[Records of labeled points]
<<<<
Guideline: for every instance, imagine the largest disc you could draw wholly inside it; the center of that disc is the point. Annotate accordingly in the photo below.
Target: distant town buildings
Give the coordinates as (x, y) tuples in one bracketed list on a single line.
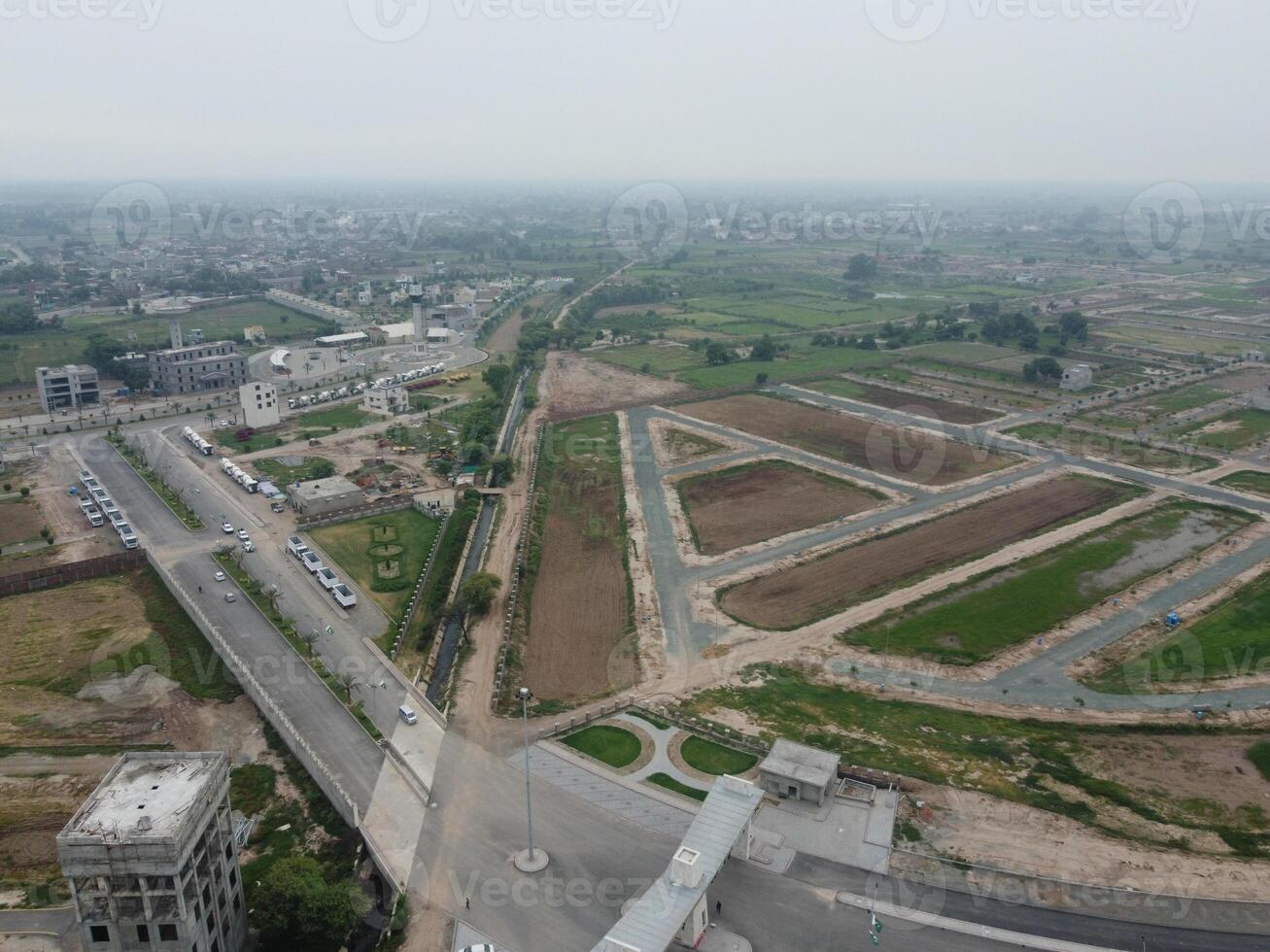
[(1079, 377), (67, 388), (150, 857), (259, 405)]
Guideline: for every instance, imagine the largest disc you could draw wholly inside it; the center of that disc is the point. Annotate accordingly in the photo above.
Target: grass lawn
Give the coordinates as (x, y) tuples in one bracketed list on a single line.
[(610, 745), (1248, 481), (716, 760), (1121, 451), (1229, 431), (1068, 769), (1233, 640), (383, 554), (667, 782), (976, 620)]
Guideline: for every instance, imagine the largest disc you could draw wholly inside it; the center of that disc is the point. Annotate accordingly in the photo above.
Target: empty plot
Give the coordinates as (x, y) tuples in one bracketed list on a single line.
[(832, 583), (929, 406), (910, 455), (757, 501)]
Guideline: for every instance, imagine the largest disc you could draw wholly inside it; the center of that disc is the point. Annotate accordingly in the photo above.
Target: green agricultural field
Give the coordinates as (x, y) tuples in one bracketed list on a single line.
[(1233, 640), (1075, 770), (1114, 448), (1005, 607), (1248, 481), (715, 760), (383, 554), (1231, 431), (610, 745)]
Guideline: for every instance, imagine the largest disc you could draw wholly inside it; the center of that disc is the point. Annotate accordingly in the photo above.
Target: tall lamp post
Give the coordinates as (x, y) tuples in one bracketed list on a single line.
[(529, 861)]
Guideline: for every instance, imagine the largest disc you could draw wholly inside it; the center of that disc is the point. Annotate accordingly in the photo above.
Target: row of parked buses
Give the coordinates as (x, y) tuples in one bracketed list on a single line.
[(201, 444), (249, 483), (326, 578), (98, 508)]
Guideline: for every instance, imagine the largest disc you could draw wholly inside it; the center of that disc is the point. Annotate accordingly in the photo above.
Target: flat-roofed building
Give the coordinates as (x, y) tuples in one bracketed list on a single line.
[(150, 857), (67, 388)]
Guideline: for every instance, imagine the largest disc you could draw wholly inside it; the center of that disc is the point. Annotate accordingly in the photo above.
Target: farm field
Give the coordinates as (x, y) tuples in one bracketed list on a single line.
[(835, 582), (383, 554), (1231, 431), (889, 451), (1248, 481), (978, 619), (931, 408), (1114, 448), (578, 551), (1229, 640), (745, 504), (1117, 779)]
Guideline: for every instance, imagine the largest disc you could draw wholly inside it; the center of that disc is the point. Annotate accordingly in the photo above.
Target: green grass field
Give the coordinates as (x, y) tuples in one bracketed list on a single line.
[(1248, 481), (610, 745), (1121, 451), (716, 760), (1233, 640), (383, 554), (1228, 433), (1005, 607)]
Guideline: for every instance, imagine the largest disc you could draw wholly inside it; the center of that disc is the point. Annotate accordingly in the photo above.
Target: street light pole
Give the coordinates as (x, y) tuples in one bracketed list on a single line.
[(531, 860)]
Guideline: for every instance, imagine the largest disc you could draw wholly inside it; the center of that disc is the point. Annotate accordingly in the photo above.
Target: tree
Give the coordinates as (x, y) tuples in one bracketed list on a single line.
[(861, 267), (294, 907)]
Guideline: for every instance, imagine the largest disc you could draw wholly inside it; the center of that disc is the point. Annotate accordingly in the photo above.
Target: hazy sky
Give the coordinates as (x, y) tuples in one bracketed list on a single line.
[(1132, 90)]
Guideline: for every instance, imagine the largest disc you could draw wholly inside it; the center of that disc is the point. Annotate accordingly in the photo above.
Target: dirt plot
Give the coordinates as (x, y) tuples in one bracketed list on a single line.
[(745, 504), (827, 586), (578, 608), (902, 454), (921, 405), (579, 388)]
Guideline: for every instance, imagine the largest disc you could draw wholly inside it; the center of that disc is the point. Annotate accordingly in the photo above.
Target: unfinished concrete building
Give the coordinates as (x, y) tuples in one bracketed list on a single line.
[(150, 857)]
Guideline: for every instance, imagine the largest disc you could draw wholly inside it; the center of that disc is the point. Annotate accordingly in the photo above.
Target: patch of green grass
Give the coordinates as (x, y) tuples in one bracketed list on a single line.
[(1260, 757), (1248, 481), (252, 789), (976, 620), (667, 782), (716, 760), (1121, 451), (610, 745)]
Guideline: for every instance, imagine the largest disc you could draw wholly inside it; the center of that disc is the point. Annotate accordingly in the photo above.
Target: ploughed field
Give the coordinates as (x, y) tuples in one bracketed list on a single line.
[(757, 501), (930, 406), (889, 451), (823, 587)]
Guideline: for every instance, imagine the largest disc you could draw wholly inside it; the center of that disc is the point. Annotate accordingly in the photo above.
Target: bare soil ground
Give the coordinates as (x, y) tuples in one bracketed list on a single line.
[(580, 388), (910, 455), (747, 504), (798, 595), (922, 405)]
>>>>
WHAT TO WORK ON: Count the lines in the data above that contain the string "field", matching case exactly, and reply with only that number.

WRITTEN ANSWER: 4